* Problem to solve
Print verbatim the lines of the entries from the one containing "Exercise. Put one marker on every instance of the player's chin" to the last, inclusive, and no others.
### Input for this task ###
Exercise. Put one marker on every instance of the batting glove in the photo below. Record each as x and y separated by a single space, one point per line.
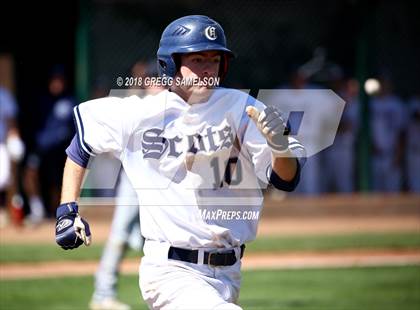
71 230
272 126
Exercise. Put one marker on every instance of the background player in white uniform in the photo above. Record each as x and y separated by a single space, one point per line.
388 119
180 150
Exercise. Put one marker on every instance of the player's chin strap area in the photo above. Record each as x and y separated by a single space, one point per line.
213 258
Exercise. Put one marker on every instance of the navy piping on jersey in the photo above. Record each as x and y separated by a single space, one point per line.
76 153
279 183
81 131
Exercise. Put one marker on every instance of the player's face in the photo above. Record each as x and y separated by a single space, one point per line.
197 66
200 64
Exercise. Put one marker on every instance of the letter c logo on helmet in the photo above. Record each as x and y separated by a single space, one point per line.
189 34
210 33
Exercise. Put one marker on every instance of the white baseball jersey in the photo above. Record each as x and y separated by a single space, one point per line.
176 154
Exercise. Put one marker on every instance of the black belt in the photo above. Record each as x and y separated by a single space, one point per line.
213 258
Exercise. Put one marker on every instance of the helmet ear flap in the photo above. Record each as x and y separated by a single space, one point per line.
224 66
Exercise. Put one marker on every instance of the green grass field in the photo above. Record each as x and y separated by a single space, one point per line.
35 253
350 288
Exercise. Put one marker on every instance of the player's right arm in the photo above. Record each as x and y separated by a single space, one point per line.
72 181
100 128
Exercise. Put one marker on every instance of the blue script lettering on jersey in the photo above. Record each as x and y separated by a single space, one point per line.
154 144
###
* Task response
Exercise. Put one marker on every instance of the player's chin strap area in the photo above. Record each as x and y separated by a single space, one point per line.
213 258
Exercise. Put one marker on every instance of the navy piping on jersey in the photo above. Record each as x and y separated by a single space, one point per line.
76 153
279 183
81 131
Exercise. Put one marker on every instance of the player's face in the photo above. Record each as x and y separated by a single space, one point per line.
197 66
200 64
Exercise. Put one marker on every instance of the letter c logo on helmet in the photo above. Record each as x and y separated by a single space, one point per line.
189 34
210 33
Exercise. Put one marker on every instance of the white baseball jersey in the photo above. Record each as x and y separated by a single space, one point per line.
176 154
Exercise. Put one marker on every instance of the black belt in the photo above. Record each as x and y separated by a single space, one point per line.
213 258
Exercise. Put one marker on every instance of the helmet ear flap in the photo above. Record each as x and y separated by a single space, one point per line.
224 66
Exercise. Put one marker on every instance of the green grass field in the photo above. Record each as x and y separated by a single space, one point per line.
35 253
350 288
Exercise. Put one marker on every instance of the player's right arm in the photo above. Record each as x and y separated by a single space, one point per line.
72 181
100 128
Exercise. Put one marker on every instance of the blue script lettering on jersey in the photo above. Record each as x and y separated by a single space, one point per line.
154 144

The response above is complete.